** Task statement **
Write out the line that has "[spot] the chair back, one" in it, along with each line that comes after it until the listing ends, and add nothing.

::: Provided entries

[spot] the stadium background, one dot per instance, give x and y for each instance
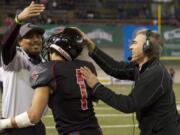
(105, 21)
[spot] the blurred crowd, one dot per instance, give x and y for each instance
(67, 11)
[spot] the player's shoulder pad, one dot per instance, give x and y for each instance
(40, 75)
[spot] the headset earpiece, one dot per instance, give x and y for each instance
(147, 48)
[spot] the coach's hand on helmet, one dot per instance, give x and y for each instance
(90, 78)
(31, 11)
(87, 41)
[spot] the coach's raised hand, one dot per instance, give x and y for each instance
(32, 10)
(87, 41)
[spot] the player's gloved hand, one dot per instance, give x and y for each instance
(5, 123)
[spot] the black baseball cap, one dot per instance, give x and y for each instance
(28, 27)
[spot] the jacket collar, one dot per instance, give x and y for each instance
(147, 64)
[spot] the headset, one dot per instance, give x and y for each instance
(147, 47)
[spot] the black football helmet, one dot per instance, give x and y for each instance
(69, 43)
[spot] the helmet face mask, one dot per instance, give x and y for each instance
(69, 43)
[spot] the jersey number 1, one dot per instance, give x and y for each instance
(82, 86)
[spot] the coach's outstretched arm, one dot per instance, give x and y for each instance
(33, 114)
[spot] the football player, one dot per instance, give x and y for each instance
(59, 84)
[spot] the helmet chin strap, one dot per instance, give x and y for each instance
(61, 51)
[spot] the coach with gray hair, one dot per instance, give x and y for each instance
(152, 98)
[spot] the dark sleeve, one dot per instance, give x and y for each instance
(9, 43)
(146, 92)
(119, 70)
(40, 75)
(93, 69)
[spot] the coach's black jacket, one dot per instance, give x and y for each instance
(152, 97)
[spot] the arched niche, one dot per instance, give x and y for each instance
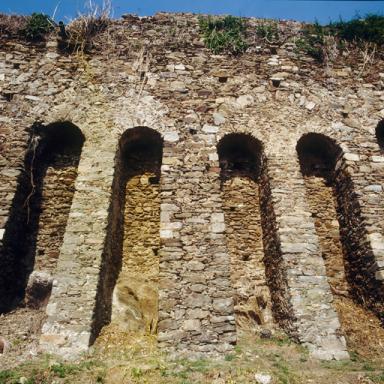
(341, 232)
(39, 213)
(243, 167)
(380, 134)
(127, 297)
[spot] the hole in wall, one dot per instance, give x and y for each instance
(128, 286)
(341, 234)
(241, 162)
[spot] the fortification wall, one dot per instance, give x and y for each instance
(156, 73)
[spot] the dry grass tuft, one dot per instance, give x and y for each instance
(12, 25)
(82, 31)
(362, 328)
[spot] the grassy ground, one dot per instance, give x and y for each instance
(125, 359)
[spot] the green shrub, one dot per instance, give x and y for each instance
(38, 26)
(370, 28)
(317, 40)
(224, 34)
(313, 41)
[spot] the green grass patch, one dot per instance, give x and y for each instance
(38, 26)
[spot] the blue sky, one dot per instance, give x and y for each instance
(323, 11)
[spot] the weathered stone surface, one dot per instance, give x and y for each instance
(269, 258)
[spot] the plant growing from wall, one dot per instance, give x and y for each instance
(81, 33)
(38, 26)
(224, 34)
(321, 42)
(368, 29)
(268, 31)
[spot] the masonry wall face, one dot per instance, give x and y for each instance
(193, 99)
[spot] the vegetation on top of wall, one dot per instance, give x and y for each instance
(269, 31)
(321, 42)
(81, 32)
(370, 28)
(38, 26)
(224, 34)
(11, 25)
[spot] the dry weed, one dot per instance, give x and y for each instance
(82, 31)
(12, 25)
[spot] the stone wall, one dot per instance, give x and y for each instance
(155, 72)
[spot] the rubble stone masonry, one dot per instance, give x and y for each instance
(161, 187)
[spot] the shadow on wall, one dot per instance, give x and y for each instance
(322, 158)
(380, 134)
(243, 168)
(45, 188)
(140, 151)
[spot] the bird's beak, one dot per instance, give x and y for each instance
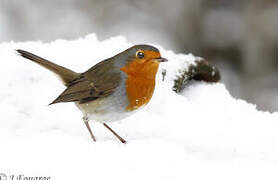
(161, 59)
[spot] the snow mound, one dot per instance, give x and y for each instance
(201, 133)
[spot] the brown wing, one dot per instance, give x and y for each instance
(99, 81)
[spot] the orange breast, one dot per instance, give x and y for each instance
(140, 82)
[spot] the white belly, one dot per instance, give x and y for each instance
(108, 109)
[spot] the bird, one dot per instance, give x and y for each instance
(111, 90)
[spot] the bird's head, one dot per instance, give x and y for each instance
(142, 61)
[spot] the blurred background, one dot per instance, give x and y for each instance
(240, 37)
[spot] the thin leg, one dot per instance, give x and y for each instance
(119, 137)
(89, 129)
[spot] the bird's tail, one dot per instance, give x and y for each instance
(65, 74)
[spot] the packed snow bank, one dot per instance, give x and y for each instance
(203, 133)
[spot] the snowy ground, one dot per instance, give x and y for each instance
(204, 133)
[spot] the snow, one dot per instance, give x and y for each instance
(202, 133)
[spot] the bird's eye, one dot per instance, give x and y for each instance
(139, 54)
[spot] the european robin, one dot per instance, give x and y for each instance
(111, 90)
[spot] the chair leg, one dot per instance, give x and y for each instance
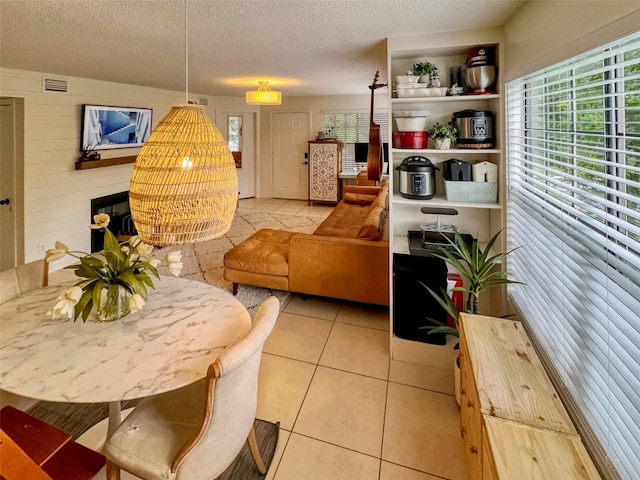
(113, 471)
(255, 452)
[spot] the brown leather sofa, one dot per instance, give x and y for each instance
(347, 256)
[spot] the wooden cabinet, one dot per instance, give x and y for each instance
(325, 165)
(514, 424)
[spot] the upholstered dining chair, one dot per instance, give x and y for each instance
(195, 433)
(22, 279)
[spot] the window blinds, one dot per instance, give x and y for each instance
(573, 149)
(353, 127)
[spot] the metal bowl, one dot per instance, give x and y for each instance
(479, 78)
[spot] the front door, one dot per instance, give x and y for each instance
(7, 184)
(289, 136)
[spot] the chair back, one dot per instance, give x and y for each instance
(232, 402)
(22, 279)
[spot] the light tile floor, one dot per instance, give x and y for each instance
(347, 411)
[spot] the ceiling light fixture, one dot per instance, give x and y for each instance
(184, 186)
(264, 95)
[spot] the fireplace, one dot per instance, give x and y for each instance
(121, 224)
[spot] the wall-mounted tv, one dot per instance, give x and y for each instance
(114, 127)
(361, 151)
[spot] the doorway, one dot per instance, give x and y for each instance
(8, 153)
(239, 130)
(289, 136)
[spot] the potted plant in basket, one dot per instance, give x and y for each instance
(443, 134)
(476, 267)
(427, 72)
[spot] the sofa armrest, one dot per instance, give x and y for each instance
(346, 268)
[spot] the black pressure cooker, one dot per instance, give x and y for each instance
(417, 177)
(475, 129)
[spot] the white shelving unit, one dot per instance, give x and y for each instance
(482, 220)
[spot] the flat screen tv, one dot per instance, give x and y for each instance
(361, 150)
(114, 127)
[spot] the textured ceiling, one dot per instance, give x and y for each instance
(303, 47)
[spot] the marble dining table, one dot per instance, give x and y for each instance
(168, 344)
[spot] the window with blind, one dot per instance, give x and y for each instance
(573, 148)
(353, 128)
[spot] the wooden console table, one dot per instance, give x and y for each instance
(325, 165)
(514, 424)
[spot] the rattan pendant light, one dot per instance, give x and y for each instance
(184, 186)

::::::

** Task output **
[spot] the chair back, one dot per instance, give x and y for each instance
(232, 402)
(22, 279)
[spot] the light tile floor, one dot per instance, give x and y for each instance
(347, 411)
[spot] the ceiling light fixture, one dot per instance, give x and y for each instance
(184, 186)
(264, 95)
[spot] the fireplace, one dot per instance, give x and y for each instance
(121, 224)
[spot] the wall-mounted tv, one dot per instance, give x and y for each instance
(114, 127)
(361, 151)
[spot] the doorway, one dot per instance, give x and y for each instance
(8, 153)
(239, 130)
(289, 136)
[spot] the potted plant in basket, one dot per instance, give x and y for each instance
(443, 134)
(476, 267)
(427, 72)
[spot] the sofa armrest, one dot per instance, give x and y for each instance
(346, 268)
[spot] the black pressure cooker, one dot per instance, give x and y for each instance
(417, 177)
(475, 129)
[spot] the white shelving unit, one dot per instance, give x and y for each instance
(482, 220)
[spot] the flat screen tv, one dot per instance, give x and y for each instance
(361, 150)
(114, 127)
[spot] the textured ceiling, one dot per instance, give x and y for each instance
(303, 47)
[spot] the marble dining table, one dot per instance, give x and y for each instance
(168, 344)
[spot] the window with blind, one dot per instance, give x and y for each instance
(573, 148)
(353, 128)
[spot] the wooden console table, one dot per instance, give x and y for each instance
(325, 165)
(514, 424)
[spot] the rattan pendant light, one dot per instance, give x and y for each instance
(184, 186)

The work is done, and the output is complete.